**Exercise prompt:** In the article below about Marriage Care's annual conference, who gave the opening speech?

[Source passage Boundary: Start]

Together with Marriage Care celebrating partnerships

15-Sep-2014
Cardinal Vincent Nichols at Marriage Care's Annual Conference in Staverton Park

200 Marriage Care volunteers and special guests came together for 24 hours to share our passion for marriage preparation and relationship counselling and to celebrate the difference Marriage Care has made to people’s lives and the partnerships that have enabled us to do this.

Marriage Care’s partnership with the Church was illustrated by the attendance of Cardinal Nichols who gave the opening speech ahead of the Extraordinary General Synod of Catholic Bishops on the Family in October. He talked of the challenge that Pope Francis has presented the Church in its pastoral care of marriage and family life and acknowledged the significant role that Marriage Care plays. He said ‘the expertise that has been established within the volunteer workforce which supports Marriage Care is considerable and represents an extensive resource for the work of marriage preparation and the care of family relationships’.

[Source passage Boundary: End]
[Data supplied Boundary: Start]

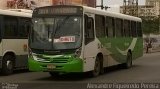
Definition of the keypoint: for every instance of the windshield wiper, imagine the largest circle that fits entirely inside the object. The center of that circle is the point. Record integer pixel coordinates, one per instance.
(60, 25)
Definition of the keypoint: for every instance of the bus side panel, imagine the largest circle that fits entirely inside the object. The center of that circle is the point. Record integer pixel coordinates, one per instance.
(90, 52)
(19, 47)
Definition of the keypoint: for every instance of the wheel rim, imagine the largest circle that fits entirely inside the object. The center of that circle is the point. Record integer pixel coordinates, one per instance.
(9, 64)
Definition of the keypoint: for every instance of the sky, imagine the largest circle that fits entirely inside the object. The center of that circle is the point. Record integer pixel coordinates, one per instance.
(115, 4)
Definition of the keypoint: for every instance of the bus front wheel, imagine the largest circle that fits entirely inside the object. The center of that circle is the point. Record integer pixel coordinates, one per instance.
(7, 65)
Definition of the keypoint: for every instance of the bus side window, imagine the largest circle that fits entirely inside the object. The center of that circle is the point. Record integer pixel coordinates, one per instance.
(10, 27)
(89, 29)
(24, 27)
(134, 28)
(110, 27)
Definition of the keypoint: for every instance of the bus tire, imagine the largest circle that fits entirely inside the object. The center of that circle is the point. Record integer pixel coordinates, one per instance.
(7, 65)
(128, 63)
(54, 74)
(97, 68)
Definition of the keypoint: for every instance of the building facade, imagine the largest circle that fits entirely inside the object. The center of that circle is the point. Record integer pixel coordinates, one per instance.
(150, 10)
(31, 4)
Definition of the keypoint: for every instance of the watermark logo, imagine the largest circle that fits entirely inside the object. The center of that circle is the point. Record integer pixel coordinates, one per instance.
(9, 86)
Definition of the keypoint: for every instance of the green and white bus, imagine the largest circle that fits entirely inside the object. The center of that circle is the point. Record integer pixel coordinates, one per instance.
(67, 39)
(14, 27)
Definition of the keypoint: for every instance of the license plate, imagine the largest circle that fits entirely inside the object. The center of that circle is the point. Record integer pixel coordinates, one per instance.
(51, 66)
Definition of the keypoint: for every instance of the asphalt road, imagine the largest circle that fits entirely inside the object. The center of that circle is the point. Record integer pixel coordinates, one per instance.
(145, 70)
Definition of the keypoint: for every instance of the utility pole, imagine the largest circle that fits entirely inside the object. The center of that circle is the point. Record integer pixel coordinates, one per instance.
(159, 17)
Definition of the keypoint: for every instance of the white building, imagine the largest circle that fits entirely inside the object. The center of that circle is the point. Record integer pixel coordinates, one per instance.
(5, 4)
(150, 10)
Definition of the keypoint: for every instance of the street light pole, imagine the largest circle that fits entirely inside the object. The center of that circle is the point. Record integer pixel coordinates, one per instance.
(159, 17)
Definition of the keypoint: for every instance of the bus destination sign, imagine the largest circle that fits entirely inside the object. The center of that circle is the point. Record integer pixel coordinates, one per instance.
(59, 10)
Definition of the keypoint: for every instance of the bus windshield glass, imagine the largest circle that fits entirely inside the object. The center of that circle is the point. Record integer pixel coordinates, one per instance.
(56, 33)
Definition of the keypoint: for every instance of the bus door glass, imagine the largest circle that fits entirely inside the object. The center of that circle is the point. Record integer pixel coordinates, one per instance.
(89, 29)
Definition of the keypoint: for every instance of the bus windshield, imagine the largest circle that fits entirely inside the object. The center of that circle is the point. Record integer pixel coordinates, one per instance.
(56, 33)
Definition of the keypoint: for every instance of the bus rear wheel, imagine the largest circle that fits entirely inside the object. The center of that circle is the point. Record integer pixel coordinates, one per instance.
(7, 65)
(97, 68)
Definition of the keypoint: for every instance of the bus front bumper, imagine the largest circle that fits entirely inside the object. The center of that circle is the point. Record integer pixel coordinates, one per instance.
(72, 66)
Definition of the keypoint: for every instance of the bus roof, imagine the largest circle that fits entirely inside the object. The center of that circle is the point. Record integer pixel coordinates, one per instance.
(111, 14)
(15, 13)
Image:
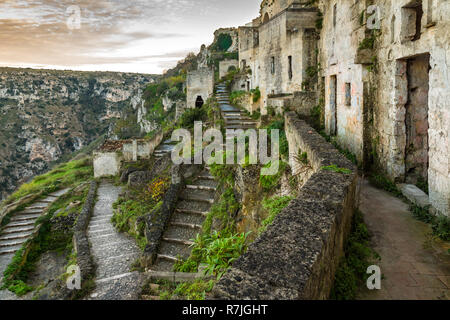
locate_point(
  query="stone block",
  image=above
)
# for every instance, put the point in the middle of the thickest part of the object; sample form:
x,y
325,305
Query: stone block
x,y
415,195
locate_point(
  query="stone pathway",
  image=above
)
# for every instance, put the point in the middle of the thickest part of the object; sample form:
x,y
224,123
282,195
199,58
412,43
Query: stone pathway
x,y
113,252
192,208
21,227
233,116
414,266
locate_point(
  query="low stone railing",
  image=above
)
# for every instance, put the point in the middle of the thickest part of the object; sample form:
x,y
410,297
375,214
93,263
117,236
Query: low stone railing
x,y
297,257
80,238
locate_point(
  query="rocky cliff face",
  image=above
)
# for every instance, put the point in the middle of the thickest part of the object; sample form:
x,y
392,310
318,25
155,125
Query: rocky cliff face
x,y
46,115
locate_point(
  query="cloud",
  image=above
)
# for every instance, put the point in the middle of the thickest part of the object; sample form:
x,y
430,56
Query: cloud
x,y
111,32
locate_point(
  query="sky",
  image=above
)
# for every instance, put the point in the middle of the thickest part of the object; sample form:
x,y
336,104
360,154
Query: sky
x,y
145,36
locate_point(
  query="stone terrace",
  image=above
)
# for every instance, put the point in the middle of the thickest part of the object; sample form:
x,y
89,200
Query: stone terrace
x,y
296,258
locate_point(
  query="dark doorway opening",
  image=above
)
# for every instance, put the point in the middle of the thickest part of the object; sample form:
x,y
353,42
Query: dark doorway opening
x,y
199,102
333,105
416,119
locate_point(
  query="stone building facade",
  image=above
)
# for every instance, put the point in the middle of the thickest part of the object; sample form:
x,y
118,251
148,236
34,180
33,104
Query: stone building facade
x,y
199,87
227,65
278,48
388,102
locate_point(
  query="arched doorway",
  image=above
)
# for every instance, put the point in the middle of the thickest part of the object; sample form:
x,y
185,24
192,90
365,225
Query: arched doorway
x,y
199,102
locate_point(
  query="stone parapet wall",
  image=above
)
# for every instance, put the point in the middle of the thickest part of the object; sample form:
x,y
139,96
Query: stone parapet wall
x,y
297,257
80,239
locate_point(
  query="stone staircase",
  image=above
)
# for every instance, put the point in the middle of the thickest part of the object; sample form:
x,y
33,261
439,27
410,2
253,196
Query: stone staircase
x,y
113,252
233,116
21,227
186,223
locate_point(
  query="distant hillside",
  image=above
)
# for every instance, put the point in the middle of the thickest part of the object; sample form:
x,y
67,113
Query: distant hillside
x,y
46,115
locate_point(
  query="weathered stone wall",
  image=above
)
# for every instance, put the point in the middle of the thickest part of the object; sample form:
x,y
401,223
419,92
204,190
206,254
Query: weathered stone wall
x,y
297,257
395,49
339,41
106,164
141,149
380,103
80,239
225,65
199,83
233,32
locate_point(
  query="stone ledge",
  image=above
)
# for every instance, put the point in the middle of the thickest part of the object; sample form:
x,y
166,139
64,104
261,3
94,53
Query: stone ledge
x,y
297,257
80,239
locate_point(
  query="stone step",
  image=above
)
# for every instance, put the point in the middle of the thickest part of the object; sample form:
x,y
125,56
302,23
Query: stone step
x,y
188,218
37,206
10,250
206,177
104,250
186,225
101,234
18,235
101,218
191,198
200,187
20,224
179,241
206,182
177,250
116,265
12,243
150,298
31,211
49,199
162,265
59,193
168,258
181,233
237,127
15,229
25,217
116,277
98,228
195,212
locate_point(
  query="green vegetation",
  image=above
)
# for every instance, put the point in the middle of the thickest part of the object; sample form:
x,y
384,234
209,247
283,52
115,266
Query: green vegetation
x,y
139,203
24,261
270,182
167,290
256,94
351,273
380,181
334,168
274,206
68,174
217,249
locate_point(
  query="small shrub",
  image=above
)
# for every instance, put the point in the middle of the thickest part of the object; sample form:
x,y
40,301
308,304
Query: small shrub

[Data supplied Boundary: End]

**Output of the exercise:** Cardinal Vincent Nichols